EXCERPT PROVIDED:
#####

Recently Federal Reserve Chairman, Alan Greenspan urged Congress to cut Social Security benefits. In a cryptically worded statement — the type Greenspan is famous for using — he told the Senate Banking Committee that linking initial retirement benefits to prices rather than to wages, as is currently done to calculate retirement benefits, could wipe out Social Security’s entire long-term shortfall. He also noted that the drawback of that idea would be that initial benefits of retirees would represent a much smaller proportion of their average monthly wages while working.
This is “Greenspanese.” What Mr. Greenspan is talking about is big benefit cuts — for today’s retirees as well as our future ones. Mr. Greenspan’s proposal is complex, but in technical terms he wants to introduce price indexing to the Social Security benefit formula. This would require Congress to specify the Consumer Price Index (CPI) to be used to index Social Security. The CPI would be used for calculating both initial benefits as well as the annual Cost of Living Adjustment (COLA). In the past, Congress has used the most slowly-growing index for calculating COLAs. Today there’s a new “chained” CPI that grows even more slowly than the CPI that’s currently used to calculate the annual increase.
The “chained” CPI would likely cut the annual COLA by about 14% based on a study of available data from the Bureau of Labor Statistics, by Advisor editor, Mary Johnson. The effect of such a cut compounds over time. A 65-year-old who retired with an average benefit of $852 in 2001, for example would, by age 85, receive an estimated benefit that’s $74 per month less than he would get under currently scheduled estimated COLAs.
TSCL is fighting this proposal tooth and nail. Over the past eight years, Mr. Greenspan has repeatedly urged Congress to adopt the “chained” index, saying in 1997, “ there is almost a 100 percent probability that we are overcompensating the average Social Security recipient for increases in the cost of living.”
The proposal to introduce price indexing to the benefit formula would cut benefits for future retirees by as much as 50% by some estimates. According to the Congressional Budget Office, this is far more than would be needed to make up for Social Security’s financing shortfalls. TSCL is reviewing alternatives that would more equitably spread the cost of improving Social Security’s long-term solvency while protecting the benefits of current retirees.
Sources: “Greenspan Sees Medicare Crunch,” The Wall Street Journal, February 17, 2005. Testimony of Alan Greenspan on the Consumer Price Index Before the Committee on Finance, United States Senate, January 30, 1997. “Competing Visions For Social Security,” Jonathan Weisman, The Washington Post, February 24, 2005. “2005 Chained CPI Study,” Retiree With Average Benefit of $852, Mary Johnson, TSCL, February 14, 2005.

#####

ENTRIES PROVIDED:
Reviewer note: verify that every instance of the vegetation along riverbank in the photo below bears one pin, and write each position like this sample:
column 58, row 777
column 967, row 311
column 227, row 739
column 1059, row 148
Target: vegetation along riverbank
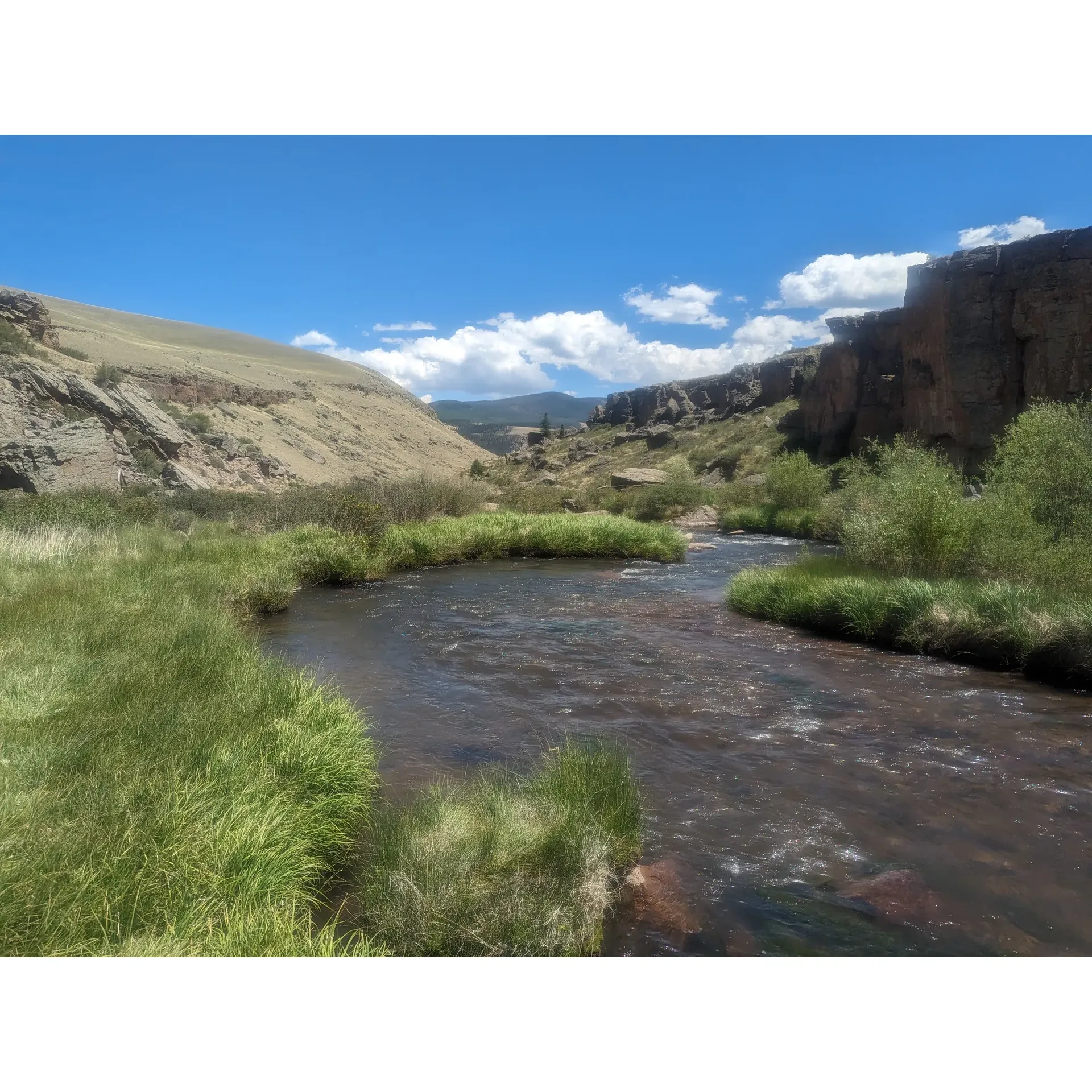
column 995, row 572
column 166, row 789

#####

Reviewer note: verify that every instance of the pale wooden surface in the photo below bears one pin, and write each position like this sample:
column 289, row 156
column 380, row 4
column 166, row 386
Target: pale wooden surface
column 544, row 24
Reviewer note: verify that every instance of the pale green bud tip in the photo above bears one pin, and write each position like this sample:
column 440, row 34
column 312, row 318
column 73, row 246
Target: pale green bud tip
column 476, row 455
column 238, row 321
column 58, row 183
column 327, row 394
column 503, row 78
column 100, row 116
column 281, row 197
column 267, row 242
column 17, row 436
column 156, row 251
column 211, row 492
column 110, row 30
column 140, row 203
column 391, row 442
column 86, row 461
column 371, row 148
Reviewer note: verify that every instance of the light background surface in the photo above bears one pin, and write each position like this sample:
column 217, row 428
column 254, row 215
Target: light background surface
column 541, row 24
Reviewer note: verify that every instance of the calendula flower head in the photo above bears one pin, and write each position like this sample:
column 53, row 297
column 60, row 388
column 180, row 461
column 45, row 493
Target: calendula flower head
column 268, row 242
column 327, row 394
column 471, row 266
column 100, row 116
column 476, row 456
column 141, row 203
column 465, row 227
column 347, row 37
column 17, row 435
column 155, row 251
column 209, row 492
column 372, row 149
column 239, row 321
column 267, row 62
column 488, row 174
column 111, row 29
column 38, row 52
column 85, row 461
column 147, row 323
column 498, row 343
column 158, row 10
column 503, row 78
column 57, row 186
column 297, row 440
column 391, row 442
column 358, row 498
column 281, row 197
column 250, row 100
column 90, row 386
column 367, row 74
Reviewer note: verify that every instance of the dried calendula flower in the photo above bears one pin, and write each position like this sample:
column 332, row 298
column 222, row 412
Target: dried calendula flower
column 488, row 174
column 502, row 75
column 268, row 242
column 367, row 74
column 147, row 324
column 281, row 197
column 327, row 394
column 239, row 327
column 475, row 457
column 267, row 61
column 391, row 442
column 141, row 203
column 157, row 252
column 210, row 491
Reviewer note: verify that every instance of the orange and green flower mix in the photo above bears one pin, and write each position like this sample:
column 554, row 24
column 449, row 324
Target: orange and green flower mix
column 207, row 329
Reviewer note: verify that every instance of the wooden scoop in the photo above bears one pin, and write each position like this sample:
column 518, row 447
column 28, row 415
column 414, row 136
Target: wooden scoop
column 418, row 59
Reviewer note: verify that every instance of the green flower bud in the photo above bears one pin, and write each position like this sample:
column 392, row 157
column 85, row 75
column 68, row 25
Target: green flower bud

#####

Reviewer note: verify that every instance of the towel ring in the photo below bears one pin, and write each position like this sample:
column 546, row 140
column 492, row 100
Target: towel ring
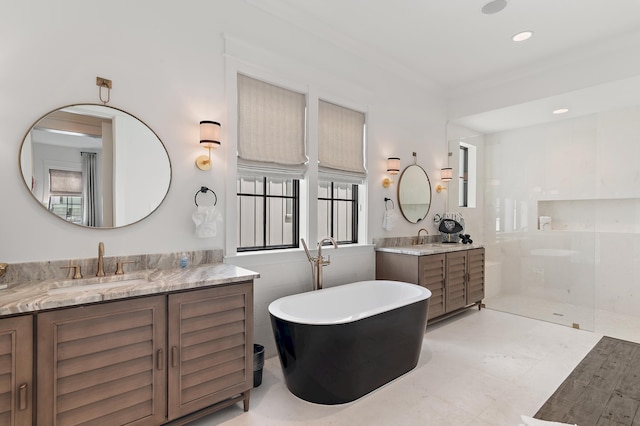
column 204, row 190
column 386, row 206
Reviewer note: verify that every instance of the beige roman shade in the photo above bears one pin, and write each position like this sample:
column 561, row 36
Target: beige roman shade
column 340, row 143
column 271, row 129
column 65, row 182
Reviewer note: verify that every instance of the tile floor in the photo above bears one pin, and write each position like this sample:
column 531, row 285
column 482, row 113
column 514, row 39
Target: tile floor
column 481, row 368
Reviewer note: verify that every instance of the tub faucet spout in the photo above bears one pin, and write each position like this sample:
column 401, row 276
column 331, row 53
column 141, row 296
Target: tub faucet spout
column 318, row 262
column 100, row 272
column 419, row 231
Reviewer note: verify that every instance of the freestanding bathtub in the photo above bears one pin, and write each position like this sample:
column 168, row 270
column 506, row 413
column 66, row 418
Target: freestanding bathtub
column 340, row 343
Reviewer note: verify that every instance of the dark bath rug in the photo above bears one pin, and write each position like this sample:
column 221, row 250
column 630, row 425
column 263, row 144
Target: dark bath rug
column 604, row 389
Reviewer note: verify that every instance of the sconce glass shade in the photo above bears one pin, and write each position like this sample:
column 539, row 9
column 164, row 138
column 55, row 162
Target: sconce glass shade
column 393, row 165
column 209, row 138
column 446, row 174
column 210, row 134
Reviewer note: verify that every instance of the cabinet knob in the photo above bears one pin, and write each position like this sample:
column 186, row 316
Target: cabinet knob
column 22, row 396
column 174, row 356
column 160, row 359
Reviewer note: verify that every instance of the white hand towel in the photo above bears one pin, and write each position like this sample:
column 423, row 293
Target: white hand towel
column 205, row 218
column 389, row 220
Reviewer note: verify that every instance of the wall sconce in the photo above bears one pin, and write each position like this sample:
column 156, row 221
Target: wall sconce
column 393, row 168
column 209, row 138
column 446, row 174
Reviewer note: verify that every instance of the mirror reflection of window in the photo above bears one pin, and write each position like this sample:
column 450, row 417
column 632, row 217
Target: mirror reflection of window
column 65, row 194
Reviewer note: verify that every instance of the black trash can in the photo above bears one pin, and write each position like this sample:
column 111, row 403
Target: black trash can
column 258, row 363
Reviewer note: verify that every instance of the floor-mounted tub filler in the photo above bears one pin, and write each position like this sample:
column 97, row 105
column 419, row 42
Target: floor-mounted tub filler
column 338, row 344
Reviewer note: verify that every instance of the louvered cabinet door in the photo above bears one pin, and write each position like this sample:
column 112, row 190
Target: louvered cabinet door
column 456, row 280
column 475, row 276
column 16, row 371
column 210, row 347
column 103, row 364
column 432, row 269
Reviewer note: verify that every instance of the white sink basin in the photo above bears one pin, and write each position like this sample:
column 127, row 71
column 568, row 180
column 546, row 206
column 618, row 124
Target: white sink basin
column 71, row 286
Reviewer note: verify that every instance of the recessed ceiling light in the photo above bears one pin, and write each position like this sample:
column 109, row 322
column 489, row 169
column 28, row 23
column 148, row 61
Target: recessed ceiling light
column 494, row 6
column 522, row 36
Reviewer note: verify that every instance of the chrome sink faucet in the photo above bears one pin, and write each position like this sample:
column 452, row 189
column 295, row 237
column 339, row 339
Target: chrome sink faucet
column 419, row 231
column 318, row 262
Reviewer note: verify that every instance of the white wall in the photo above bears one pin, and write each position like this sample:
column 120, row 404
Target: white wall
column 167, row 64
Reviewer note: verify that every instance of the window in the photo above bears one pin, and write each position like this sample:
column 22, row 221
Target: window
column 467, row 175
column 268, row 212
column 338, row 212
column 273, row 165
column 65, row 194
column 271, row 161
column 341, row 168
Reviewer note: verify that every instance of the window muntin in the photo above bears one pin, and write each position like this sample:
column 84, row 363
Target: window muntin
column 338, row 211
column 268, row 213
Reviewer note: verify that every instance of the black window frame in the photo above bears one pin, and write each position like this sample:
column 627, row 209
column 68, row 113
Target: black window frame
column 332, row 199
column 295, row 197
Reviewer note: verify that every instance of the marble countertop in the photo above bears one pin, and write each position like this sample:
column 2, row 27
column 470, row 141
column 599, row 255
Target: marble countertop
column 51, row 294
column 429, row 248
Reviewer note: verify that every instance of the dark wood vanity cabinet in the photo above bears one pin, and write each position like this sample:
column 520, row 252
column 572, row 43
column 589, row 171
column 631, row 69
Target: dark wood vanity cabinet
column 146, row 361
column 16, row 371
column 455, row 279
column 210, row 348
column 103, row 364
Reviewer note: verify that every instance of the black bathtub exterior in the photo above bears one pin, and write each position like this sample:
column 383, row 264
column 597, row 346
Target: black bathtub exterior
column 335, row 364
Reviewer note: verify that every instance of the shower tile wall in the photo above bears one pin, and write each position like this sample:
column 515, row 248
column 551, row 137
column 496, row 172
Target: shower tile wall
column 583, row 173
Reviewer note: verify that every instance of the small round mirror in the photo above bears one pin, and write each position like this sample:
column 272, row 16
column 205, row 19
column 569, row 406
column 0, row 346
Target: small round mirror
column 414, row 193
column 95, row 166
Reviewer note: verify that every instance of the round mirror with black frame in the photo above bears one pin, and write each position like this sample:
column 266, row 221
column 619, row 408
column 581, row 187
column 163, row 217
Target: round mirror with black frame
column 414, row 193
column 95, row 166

#####

Please duplicate the Social Security article word for word from "The proposal to" to "of current retirees.". Ignore the listing; it has no part in this.

The proposal to introduce price indexing to the benefit formula would cut benefits for future retirees by as much as 50% by some estimates. According to the Congressional Budget Office, this is far more than would be needed to make up for Social Security’s financing shortfalls. TSCL is reviewing alternatives that would more equitably spread the cost of improving Social Security’s long-term solvency while protecting the benefits of current retirees.